__MATERIAL FOR THIS EXERCISE__.
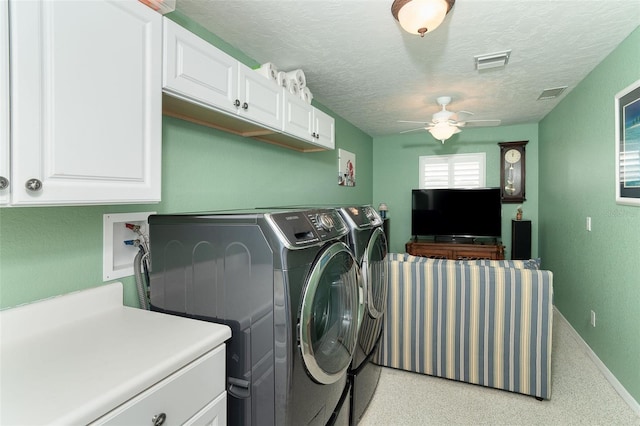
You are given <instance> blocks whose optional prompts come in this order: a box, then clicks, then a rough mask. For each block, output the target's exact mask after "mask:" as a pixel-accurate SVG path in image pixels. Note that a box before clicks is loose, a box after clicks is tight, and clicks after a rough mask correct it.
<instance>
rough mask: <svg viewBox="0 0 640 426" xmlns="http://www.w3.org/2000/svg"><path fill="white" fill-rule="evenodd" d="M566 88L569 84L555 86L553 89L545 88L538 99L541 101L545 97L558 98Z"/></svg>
mask: <svg viewBox="0 0 640 426" xmlns="http://www.w3.org/2000/svg"><path fill="white" fill-rule="evenodd" d="M566 88H567V86H562V87H554V88H553V89H544V90H543V91H542V93H540V96H538V100H539V101H541V100H545V99H553V98H557V97H558V96H560V94H561V93H562V92H564V91H565V89H566Z"/></svg>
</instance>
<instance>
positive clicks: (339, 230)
mask: <svg viewBox="0 0 640 426" xmlns="http://www.w3.org/2000/svg"><path fill="white" fill-rule="evenodd" d="M265 216H266V217H267V218H268V220H269V222H270V223H271V225H272V227H273V228H274V229H276V230H277V231H278V233H279V235H280V236H281V239H282V241H283V242H284V243H285V244H286V245H287V247H289V248H292V249H295V248H303V247H307V246H309V245H316V244H323V243H324V242H325V241H329V240H334V239H339V238H341V237H342V236H344V235H346V233H347V232H348V230H347V226H346V224H345V223H344V221H343V220H342V218H341V217H340V215H339V214H338V212H336V211H335V210H333V209H314V210H293V211H287V212H278V213H271V214H269V215H265Z"/></svg>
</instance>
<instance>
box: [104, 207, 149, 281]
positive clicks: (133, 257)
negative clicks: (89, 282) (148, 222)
mask: <svg viewBox="0 0 640 426" xmlns="http://www.w3.org/2000/svg"><path fill="white" fill-rule="evenodd" d="M152 214H155V212H145V213H112V214H105V215H104V216H103V241H102V246H103V257H102V279H103V280H104V281H111V280H115V279H118V278H122V277H128V276H131V275H133V260H134V259H135V257H136V254H138V251H139V249H138V247H135V246H130V245H126V244H125V243H124V242H125V241H127V240H136V239H140V236H139V235H138V234H137V233H135V232H134V231H132V230H130V229H128V228H127V227H126V224H127V223H131V224H134V225H138V226H140V231H141V232H142V233H143V234H145V235H149V227H148V223H147V221H148V218H149V216H150V215H152Z"/></svg>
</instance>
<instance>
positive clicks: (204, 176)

__AIM OF THE EXERCISE__. Return all the records exactly, excluding images.

__EXERCISE RESULT__.
You are given <instance> blocks whose optional prompts come in this order: a box, then clicks, then a rough mask. For each block, output the target's exact mask after "mask:" as a pixel-accurate SVG path in image pixels. Note that a box before clicks is loose, a box after clicks is tight, and clicks after a rough mask correct it.
<instance>
rough mask: <svg viewBox="0 0 640 426" xmlns="http://www.w3.org/2000/svg"><path fill="white" fill-rule="evenodd" d="M566 88L569 84L555 86L553 89L545 88L538 99L541 101L545 97L558 98Z"/></svg>
mask: <svg viewBox="0 0 640 426" xmlns="http://www.w3.org/2000/svg"><path fill="white" fill-rule="evenodd" d="M566 88H567V86H562V87H554V88H553V89H544V90H543V91H542V93H540V96H538V100H539V101H541V100H545V99H553V98H557V97H558V96H560V94H561V93H562V92H564V91H565V89H566Z"/></svg>
</instance>
<instance>
positive clicks: (339, 230)
mask: <svg viewBox="0 0 640 426" xmlns="http://www.w3.org/2000/svg"><path fill="white" fill-rule="evenodd" d="M265 216H266V217H267V218H268V220H269V222H270V223H271V225H272V227H273V228H274V229H276V230H277V231H278V233H279V235H280V236H281V239H282V241H283V242H284V243H285V244H286V245H287V247H289V248H292V249H295V248H303V247H307V246H309V245H316V244H323V243H324V242H325V241H329V240H334V239H339V238H341V237H342V236H344V235H346V233H347V232H348V230H347V226H346V224H345V223H344V221H343V220H342V218H341V217H340V215H339V214H338V212H336V211H335V210H333V209H314V210H293V211H287V212H278V213H271V214H269V215H265Z"/></svg>
</instance>
<instance>
box: [104, 207, 149, 281]
positive clicks: (133, 257)
negative clicks: (89, 282) (148, 222)
mask: <svg viewBox="0 0 640 426" xmlns="http://www.w3.org/2000/svg"><path fill="white" fill-rule="evenodd" d="M152 214H155V212H145V213H112V214H105V215H104V216H103V241H102V246H103V257H102V279H103V280H104V281H111V280H115V279H118V278H122V277H128V276H131V275H133V260H134V259H135V257H136V254H138V251H139V249H138V247H135V246H130V245H126V244H125V243H124V242H125V241H127V240H136V239H140V236H139V235H138V234H137V233H135V232H134V231H132V230H130V229H128V228H127V227H126V224H127V223H131V224H134V225H138V226H140V231H141V232H142V233H143V234H145V235H149V227H148V223H147V221H148V218H149V216H150V215H152Z"/></svg>
</instance>
<instance>
positive clicks: (204, 176)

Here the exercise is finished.